* Fragment tekstu
------------------------------------------------------------
P.N.: Jak ocenia Pan działania gabinetu Donalda Tuska w dochodzeniu do prawdy?

J.S.: Pan Premier popełnił grzech pierworodny w tej sprawie. Mianowicie zdecydował o tym, że śledztwo będzie prowadzone wyłącznie przez stronę rosyjską. Przyjął konwencję chicagowską, która tak naprawdę, wiemy już teraz dokładnie, do tej sprawy nie miała prawa być zastosowana. I nie została właściwie zastosowana, o czym wydaje się Pan Premier dowiedział się teraz. To nie konwencja chicagowska, a załącznik do niej był stosowany. Zamyka to nam w tej chwili możliwość jakiegoś dalszego dochodzenia do tego co się znajdzie w raporcie instytucji, które badały przyczyny tej katastrofy. To był grzech pierworodny, który położył się cieniem na całej tej sprawie. Pytanie czy Pan Premier podjął tą decyzję świadomie, czy była ona wynikiem niewiedzy. Odpowiedź w każdym przypadku jest dla Pan Premiera kompromitująca. Rząd nie zrobił w tej sprawie tego co powinien. Najpierw powinien zażądać możliwości prowadzenia śledztwa przez organy państwa polskiego. Nie wierzę, żeby było to niemożliwe, myślę, że determinacja rządu polskiego przeważyłaby, że tak by się właśnie stało. Ale nawet jeśli podjął tą fałszywą decyzję, to powinien bardzo aktywnie przez cały okres działać na rzecz tego aby Rosjanie nie mogli wytworzyć takiej jednostronnej, korzystnej tylko dla siebie wersji. Słyszałem chociażby utyskiwanie polskich prokuratorów na to, że nie otrzymują żadnych materiałów i żadnych dowodów, o które zwracają się do strony rosyjskiej. Brakowało tutaj również działań dyplomatycznych ze strony polskiego rządu, aby wspomóc prokuraturę, w tych działaniach, w tych oczekiwaniach otrzymania od Rosjan dowodów. Ja osobiście muszę ocenić rząd negatywnie w tej sprawie. W tej chwili widać wyraźnie, że ta błędna polityka owocuje tym, że polski rząd, polskie władze, polskie organy państwowe, nie mają możliwości dalszego dochodzenia prawdy w tej sprawie.

P.N.: Gdzie i jak będzie Pan obchodził pierwszą rocznicę tej tragedii?
------------------------------------------------------------
* Polecenia
• 1. Co według J.S. we fragmencie wywiadu było faktycznie stosowane zamiast samej konwencji chicagowskiej?
• 2. Wyjaśnij, dlaczego J.S. we fragmencie wywiadu nazywa decyzję premiera „grzechem pierworodnym”.
• 3. Proszę dopisać dalszy ciąg fragmentu wywiadu, zaczynając od odpowiedzi J.S. na ostatnie pytanie.

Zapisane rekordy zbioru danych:
------------------------------------------------------------
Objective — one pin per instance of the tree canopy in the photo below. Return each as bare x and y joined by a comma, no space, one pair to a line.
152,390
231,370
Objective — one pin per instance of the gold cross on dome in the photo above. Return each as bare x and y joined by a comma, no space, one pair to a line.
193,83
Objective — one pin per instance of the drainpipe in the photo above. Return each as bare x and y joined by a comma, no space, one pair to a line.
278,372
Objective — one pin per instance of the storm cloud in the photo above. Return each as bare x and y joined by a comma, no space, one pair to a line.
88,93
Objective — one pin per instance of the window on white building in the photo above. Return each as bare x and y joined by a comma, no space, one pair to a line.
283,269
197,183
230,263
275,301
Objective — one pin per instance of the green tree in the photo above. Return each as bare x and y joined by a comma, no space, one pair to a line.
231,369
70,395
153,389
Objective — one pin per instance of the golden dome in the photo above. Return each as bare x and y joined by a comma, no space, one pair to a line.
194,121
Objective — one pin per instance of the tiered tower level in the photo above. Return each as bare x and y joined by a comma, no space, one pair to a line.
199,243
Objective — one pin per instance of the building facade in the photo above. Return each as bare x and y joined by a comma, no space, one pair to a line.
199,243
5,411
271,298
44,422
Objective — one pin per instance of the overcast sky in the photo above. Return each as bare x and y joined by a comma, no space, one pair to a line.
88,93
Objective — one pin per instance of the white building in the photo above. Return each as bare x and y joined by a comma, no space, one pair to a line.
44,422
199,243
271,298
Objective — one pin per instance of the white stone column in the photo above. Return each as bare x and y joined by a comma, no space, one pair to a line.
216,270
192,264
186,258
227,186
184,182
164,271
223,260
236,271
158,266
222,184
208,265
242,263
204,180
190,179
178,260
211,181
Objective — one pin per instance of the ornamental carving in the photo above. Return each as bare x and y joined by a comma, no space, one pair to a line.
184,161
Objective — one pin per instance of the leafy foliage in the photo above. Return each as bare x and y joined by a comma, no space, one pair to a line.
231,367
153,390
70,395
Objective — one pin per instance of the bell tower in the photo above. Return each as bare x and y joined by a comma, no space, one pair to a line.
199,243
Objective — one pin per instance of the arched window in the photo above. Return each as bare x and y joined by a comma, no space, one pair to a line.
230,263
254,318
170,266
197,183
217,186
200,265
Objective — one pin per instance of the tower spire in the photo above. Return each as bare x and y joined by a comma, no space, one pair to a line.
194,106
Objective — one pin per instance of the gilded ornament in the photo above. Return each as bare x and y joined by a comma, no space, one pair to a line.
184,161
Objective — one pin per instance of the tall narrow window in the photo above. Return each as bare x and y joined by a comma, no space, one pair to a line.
------------------------------------------------------------
* Odpowiedzi do poleceń
• 1. Stosowany był załącznik do konwencji chicagowskiej.

• 2. Premier zdecydował, że śledztwo będzie prowadzone wyłącznie przez stronę rosyjską, i przyjął konwencję chicagowską, która według J.S. nie powinna mieć zastosowania w tej sprawie. Ta decyzja zamyka teraz możliwość dalszego dochodzenia do tego, co znajdzie się w raporcie instytucji badających przyczyny katastrofy, i położyła się cieniem na całej sprawie.

• 3.
J.S.: Będę ją obchodził na grobach moich przyjaciół, którzy zginęli. Na pewno będę chciał być przy grobie pana Prezydenta i pani Prezydentowej na Wawelu. Uważa, że powinienem tam być, że powinienem tam złożyć kwiaty w rocznicę katastrofy. Bardzo żałuję swoją drogą, że pan Prezydent Komorowski nie widzi takiej potrzeby, aby w rocznicę śmierci swojego poprzednika na urzędzie złożyć kwiaty na jego grobie. Ja będą tam na Wawelu i będę na grobach moich przyjaciół w Warszawie, bo większość moich kolegów jest tu pochowanych. Na pewno nie wybieram się na żadne obchody do Smoleńska.

P.N.: Miał Pan lecieć wraz z Prezydentem 10 kwietnia do Smoleńska. W pierwszych doniesieniach medialnych Pana nazwisko pojawiło się wśród ofiar. Jak czuje się człowiek, któremu tak jakby darowane zostało drugie życie?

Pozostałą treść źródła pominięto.